* [Data provided]
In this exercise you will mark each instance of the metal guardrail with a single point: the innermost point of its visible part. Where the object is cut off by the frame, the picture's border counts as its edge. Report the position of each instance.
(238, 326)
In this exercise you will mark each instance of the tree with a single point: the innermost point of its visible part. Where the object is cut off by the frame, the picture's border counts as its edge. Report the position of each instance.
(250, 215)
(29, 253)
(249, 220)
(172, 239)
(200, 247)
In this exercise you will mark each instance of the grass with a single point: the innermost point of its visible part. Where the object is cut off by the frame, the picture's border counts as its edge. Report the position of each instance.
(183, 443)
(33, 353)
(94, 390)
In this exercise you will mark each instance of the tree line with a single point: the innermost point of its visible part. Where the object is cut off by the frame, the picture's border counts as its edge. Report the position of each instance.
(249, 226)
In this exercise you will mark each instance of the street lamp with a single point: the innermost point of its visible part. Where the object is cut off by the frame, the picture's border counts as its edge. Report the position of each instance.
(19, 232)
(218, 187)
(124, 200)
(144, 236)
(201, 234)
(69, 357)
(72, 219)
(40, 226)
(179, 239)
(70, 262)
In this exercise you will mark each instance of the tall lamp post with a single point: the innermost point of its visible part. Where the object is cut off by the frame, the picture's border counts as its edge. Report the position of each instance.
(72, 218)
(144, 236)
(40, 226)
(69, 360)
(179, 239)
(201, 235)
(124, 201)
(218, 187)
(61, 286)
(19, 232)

--

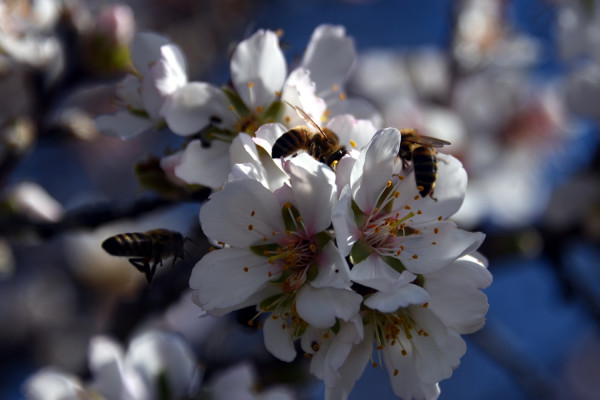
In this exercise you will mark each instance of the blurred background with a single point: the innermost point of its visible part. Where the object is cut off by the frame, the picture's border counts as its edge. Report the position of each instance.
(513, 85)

* [Exercise details]
Collect every row in the two blocks above that contains the string "lamp", copying each one in full. Matching is case-sensitive.

* [Result of this exercise]
In this exercise you will mark each instance of the street lamp with a single point: the innermost point of its visible part. Where the object is cut off by the frame, the picture's border counts as its edge. Report the position of each instance.
In this exercise you will mark each instance of the tall lamp post with a single point: the innermost point of its visible part. Where the object is cut off by the frame, the picture's border counts as its edge. Report the position of each instance.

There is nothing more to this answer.